REQUIRED ACTION. All of the records that follow need to be copied word for word, without the pictures.
-=-=-=-=-
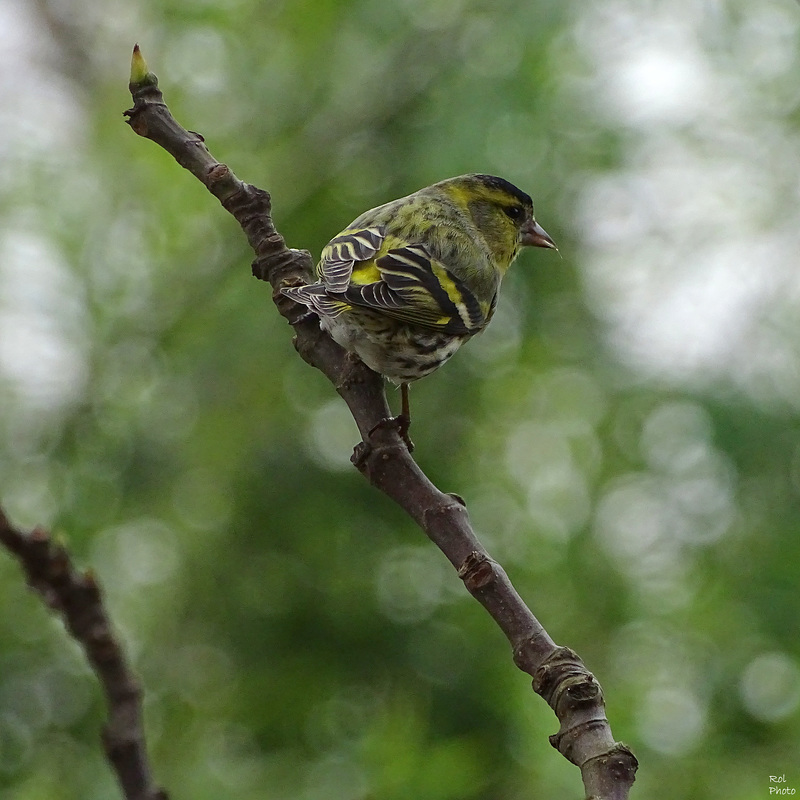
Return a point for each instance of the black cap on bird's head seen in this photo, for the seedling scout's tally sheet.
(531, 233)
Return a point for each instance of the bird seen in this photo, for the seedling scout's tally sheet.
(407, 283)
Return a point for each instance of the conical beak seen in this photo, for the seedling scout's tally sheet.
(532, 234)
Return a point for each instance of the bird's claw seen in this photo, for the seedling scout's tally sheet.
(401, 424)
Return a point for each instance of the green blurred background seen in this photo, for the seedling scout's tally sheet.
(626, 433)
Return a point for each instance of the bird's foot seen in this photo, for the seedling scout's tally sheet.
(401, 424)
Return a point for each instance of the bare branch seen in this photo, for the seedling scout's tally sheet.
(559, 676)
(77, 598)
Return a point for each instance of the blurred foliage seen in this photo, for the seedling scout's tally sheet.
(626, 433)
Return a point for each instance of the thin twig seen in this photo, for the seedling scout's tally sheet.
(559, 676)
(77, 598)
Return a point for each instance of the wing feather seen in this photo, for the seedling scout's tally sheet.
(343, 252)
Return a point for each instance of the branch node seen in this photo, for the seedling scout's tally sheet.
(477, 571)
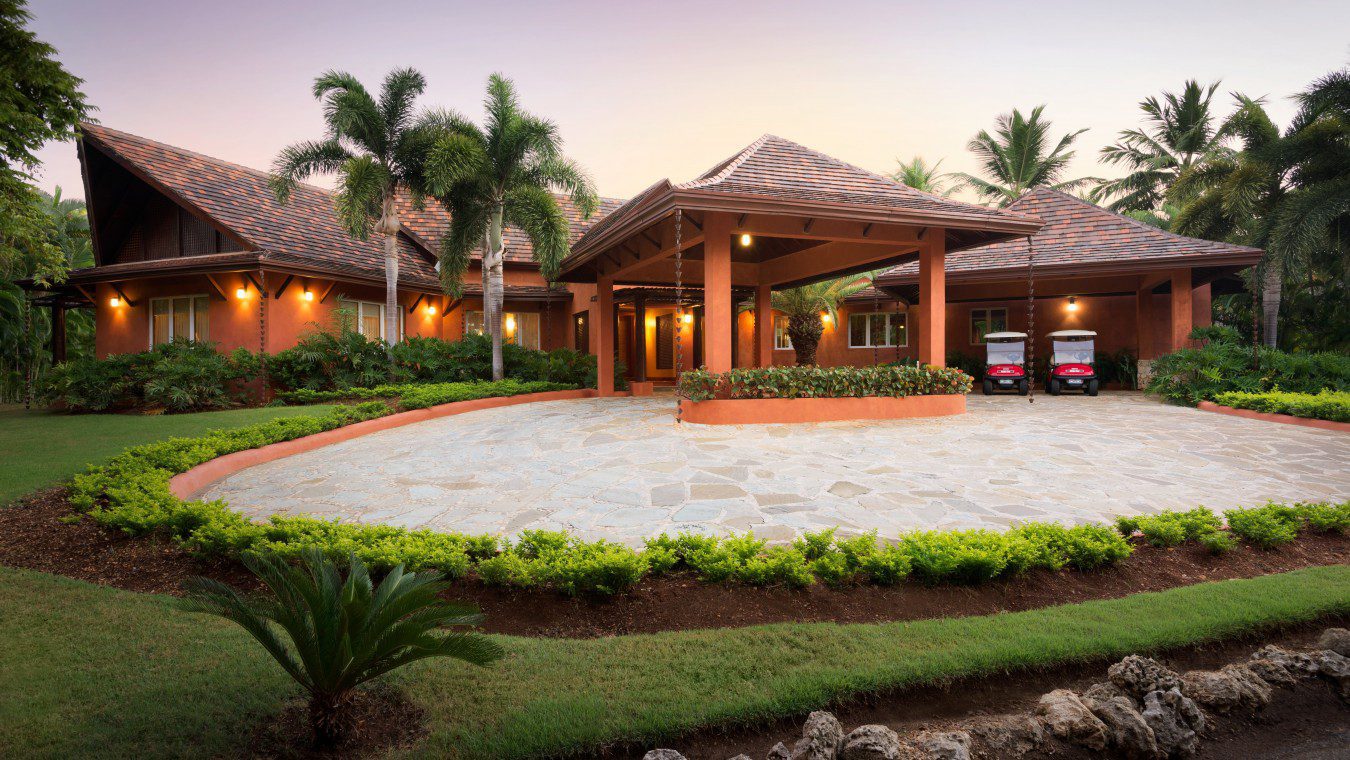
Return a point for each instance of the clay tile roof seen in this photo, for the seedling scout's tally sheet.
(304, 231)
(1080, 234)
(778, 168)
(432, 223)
-=-=-=-=-
RESPONSE TO THE TASK.
Return a point for each instance of the black cap on bird's head seen in this photo, for the seedling scout's tally sheet.
(531, 233)
Return a point for each instance of the bird seen in this photo, for the seedling scout's tally sheet.
(407, 283)
Return a point for each instance of the conical beak seen in this photo, for the seedling scout's tally sheet.
(532, 234)
Return a point for each instance of the bird's claw seen in this photo, for the seedling scout's tally sheet.
(401, 424)
Return a point for each instance of the green blurred background seen in this photo, for the seedling scout's tally sheet.
(626, 433)
Return a point for each instance of the bird's foot seen in this photo, for the seedling scout's tally sheet.
(401, 424)
Return a point for each instance of the bare branch seen in this photo, for the seedling scout's tally sheet.
(559, 676)
(77, 598)
Return a point for each instance of the blurred foliage seen in this photo, for the seedling scout's tally sheet.
(626, 433)
Return a point for each instance of the thin twig seen in this photo, for the seedling scout's tally sheet.
(559, 676)
(77, 598)
Return a point for each instance of the wing feather seen in this photo, for the seedling scout's tally sheet.
(343, 252)
Return a point for each instance of the branch node seen in this photo, for the seedling scout's tally sheet.
(477, 571)
Return a point for each instance of the clay tile roof seen in this photo, for the seedling scout's tally sheet.
(304, 231)
(1080, 234)
(778, 168)
(432, 223)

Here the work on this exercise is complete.